Written problem 1
Find every line in the records that contains the word "tractor", and copy each of those lines. Case counts.

Passage given
April  1989 - Rock 'N' Folk (France)


Rock'n'Folk, April 1989

Robert : At the end of the Kissing Tour, everyone in the band needed to take a break. We didn't see each others for six months except me and Simon. I was and I'm still proud of the Kiss Me album. I consider it as a great collection of songs reflecting the band's potential. It's, by the way, the only Cure tape I always keep in my car, along with Standing on the Beach. It's an easy album to listen to, lighter than our old records. But it's also why I wanted to make a solo album. To get that intimate and intense feeling that disappeared with this line-up. I wrote the songs in that state of mind. I had enough material to make an album but I didn't feel like it anymore. Because the title and concept of the next Cure album then appeared to me : Disintegration. I really wanted the band to make an album as powerful and emotional as Faith. It all depended on the others and luckily they felt the same. So they started working.

- All except Lol, as he's not in the band anymore. What happened to him ?

Robert : Actually, even if he's credited on the album, for the last 2 years he wasn't part of the band anymore. He became difficult to deal with, falling into excess. And on the other hand, he didn't contribute to the band for years...

Simon : Without wanting to be mean, I think it's better for everybody, with the upcoming tour, that Lol isn't with us anymore. He became our scrapegoat, but it was his fault.

Robert : Lol turned into a professional victim. At the end, it was his only function and all the band's energy was dedicated to persecute him. Since he left, we did two videos and we didn't miss him for a second. I'd say our relationship in the band improved by 300%. We chat again together instead of the eternal high school jokes. Lol knew it would end up like this, but he did nothing to change. It's sad but inevitable.

- How did you work on the new album ?

Robert : The same way we did on Kiss Me, except this time, I provided in advance the mood of the album. Everyone wrote songs and we chose the best ones. And by accident, we picked my songs only except one or two by Simon. (laughs). Actually, with the five of us, we could make five albums a year, but we are limited by my unability to write the lyrics on purpose. I feel it's getting harder and harder for me because I wish they would always be more concise, more clever than before.

- Why this title, Disintegration and what's the main theme on it ?

Robert : The title reflects how I felt last year. This idea of a permanent struggle to remain coherent. We tend to give up, dispersing ourselves, disintegrating... Like if we would continue to play together but we wouldn't record new songs anymore. Otherwise, the key song on the album could be Closedown. I think it's horrible that you become insensitive with age. When you're young and naive, you always have intense feelings. All you gain with experience makes you lose that. I was really happy to see I could still cry while recording some of these songs. Sincerely, I don't think there's another band who puts so much of its soul in their songs. I wouldn't put on a record a song I didn't give everything I could to. And that's why I don't reject any album we've made. Just Like Heaven or In Between Days are excellent pop songs but I felt like going back exploring the blank territories of Pornography.

Records for this task
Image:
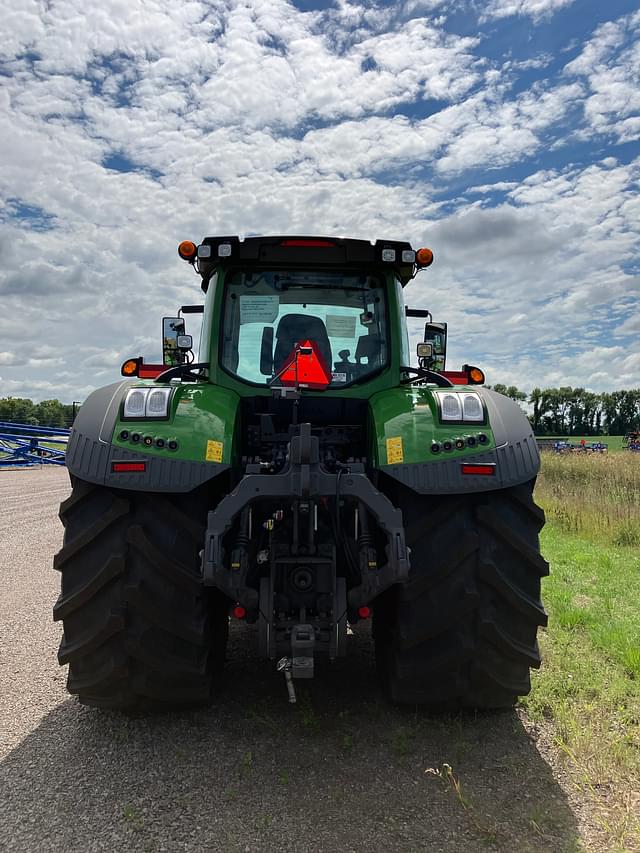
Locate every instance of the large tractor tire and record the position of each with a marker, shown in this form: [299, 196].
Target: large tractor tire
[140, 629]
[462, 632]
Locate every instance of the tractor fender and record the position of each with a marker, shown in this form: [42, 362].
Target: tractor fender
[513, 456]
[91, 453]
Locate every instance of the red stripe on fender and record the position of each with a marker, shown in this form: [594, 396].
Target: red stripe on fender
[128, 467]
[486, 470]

--

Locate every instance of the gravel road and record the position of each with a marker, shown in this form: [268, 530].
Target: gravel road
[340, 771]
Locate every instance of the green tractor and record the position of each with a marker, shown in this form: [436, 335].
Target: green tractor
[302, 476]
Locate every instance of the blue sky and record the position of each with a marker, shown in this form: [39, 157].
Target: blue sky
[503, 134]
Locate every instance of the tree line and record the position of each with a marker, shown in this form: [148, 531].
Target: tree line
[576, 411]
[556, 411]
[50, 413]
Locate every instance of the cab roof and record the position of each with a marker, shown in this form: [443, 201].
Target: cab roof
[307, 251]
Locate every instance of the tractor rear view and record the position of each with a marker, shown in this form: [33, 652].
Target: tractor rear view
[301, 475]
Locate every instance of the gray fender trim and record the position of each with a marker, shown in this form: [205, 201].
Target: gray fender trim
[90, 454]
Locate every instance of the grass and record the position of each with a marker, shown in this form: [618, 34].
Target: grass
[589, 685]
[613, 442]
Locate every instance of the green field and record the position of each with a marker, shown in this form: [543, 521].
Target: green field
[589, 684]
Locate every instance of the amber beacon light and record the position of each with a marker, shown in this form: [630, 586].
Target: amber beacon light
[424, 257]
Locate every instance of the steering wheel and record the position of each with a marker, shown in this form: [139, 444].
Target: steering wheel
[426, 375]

Written problem 2
For each statement, say yes or no to whether it agrees with the interview, and quote the deciding words from it exactly. (a) Robert says the band's relationship improved by 300% since Lol left. (b) Robert says the band chose several songs by Lol for the new album. (c) Robert says the band made three videos after Lol left.

Correct response 1
Locate every instance of the large tractor tire and record the position of each with a marker, shown in this form: [299, 196].
Target: large tractor tire
Locate every instance of the tractor fender and record the position of each with a marker, shown in this form: [42, 362].
Target: tractor fender
Locate every instance of the green tractor and record the position of each with a marker, shown in this form: [436, 335].
Target: green tractor
Locate every instance of the tractor rear view and record the position of each with a marker, shown in this form: [33, 652].
Target: tractor rear view

Correct response 2
(a) Yes: "I'd say our relationship in the band improved by 300%."
(b) No: "we picked my songs only except one or two by Simon."
(c) No: "Since he left, we did two videos and we didn't miss him for a second."